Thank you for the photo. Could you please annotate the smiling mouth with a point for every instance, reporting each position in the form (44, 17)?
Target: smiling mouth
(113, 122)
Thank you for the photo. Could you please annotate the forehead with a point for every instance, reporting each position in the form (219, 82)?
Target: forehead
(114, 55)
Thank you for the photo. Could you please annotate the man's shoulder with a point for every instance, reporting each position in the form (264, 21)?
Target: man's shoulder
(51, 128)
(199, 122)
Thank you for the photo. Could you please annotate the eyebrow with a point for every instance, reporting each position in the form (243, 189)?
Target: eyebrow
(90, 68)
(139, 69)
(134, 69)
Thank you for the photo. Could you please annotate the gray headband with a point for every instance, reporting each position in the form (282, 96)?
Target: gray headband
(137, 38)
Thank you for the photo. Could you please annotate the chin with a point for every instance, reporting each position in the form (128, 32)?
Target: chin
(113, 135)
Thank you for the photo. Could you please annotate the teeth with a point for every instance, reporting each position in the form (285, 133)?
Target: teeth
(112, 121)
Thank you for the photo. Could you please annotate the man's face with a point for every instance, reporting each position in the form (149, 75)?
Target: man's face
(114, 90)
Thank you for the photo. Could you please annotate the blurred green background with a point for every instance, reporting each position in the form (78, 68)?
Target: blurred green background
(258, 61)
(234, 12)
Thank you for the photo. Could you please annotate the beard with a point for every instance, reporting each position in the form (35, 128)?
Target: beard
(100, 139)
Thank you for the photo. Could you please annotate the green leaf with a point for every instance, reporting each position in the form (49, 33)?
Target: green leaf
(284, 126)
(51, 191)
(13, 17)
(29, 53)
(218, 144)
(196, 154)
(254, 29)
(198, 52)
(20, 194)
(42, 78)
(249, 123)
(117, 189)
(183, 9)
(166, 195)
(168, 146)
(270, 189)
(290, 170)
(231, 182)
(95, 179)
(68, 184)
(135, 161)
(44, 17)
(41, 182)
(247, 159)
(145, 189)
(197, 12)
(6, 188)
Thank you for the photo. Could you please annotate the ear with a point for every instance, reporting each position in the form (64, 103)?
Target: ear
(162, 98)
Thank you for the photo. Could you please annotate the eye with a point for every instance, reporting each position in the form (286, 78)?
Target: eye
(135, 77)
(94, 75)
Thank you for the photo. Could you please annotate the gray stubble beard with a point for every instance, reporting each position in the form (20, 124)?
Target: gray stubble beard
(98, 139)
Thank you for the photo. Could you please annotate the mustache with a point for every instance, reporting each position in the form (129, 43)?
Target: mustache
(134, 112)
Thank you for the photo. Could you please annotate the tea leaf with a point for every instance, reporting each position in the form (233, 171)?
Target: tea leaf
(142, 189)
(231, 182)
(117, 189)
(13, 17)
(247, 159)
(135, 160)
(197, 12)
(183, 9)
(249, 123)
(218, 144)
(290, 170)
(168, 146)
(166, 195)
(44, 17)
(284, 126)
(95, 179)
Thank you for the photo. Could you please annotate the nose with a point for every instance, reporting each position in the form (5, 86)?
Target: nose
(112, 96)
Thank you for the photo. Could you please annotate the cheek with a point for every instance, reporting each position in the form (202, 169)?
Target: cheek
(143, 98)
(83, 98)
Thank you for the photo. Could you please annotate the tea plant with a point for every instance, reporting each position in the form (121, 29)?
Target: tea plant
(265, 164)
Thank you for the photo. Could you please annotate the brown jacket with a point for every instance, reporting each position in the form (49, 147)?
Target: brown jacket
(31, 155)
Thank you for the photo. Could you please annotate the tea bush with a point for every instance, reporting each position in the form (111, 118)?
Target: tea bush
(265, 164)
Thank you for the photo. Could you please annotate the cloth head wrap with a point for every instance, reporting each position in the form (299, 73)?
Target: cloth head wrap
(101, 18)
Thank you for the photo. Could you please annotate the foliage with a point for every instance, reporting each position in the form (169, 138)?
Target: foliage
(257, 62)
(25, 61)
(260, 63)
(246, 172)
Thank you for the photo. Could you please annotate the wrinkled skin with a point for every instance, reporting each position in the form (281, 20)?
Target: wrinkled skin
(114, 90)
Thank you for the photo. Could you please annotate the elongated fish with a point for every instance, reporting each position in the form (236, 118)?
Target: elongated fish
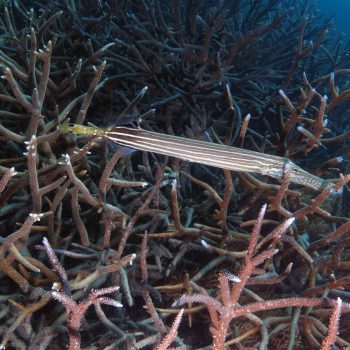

* [Aim]: Locate each line in the items above that contains the word "green" and copy every such line. Treat uppercase and lowercase as different.

* [Result of the exercise]:
Thank you for the photo. Could you please annotate the blurred green background with a point for every instance, reporting each position in the form (78, 68)?
Target: blurred green background
Thank you for the photo. Could you please annotate the green leaf with a point for every instance, reporting each position in the form (49, 33)?
Target: green leaf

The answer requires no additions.